_SHORT TASK_. Copy every line of the data below exactly as it appears, but leave the pictures out.

_WORKING DATA_.
--- begin ---
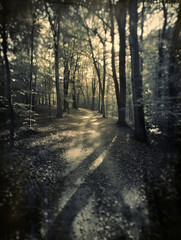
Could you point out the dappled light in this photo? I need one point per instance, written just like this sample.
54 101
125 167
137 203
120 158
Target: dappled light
90 120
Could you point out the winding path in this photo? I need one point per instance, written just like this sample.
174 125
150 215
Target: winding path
102 194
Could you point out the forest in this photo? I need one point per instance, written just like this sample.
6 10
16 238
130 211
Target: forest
90 119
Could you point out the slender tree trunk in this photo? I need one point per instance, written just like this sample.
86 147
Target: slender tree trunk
116 84
49 98
93 94
141 36
121 19
140 131
161 54
56 37
31 71
99 100
174 77
66 86
74 89
59 103
8 76
104 82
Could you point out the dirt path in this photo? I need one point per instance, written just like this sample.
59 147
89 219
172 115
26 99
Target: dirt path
102 194
83 178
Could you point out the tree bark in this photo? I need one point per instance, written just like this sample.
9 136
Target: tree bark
121 19
56 49
104 82
31 70
116 84
174 76
8 74
93 94
161 54
140 132
56 37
--- end ---
_SOLUTION TO THIS EXERCISE_.
Could you point out the dappled light in this photo? I need one point per instance, written just like this sample.
54 101
125 167
137 203
120 158
Target: dappled light
90 120
Could you point out the winding path in this photo? I need one point per instance, written just like this sample.
174 125
150 215
Target: winding path
102 194
Could you point out the forest in this photo? I need one point per instance, written just like this sample.
6 10
16 238
130 211
Target: forest
90 119
Could you point out the slender tree trunk in this photo? I need one point per instance, written just like this sample.
86 147
Target: slender tree trunk
116 84
49 98
93 94
141 36
121 19
140 131
161 54
56 37
31 71
99 100
174 77
66 86
74 89
59 103
8 76
104 82
Could you point out the dirt path in this photo? I need one point per instance, written just like this sample.
59 147
89 219
172 115
26 99
Target: dirt path
102 194
83 178
Could you point out the tree bark in this photo? I need one point per instance, written just like this sample.
9 136
Target: tree bark
121 19
56 49
104 82
31 70
116 84
174 76
8 74
93 94
161 54
140 132
56 37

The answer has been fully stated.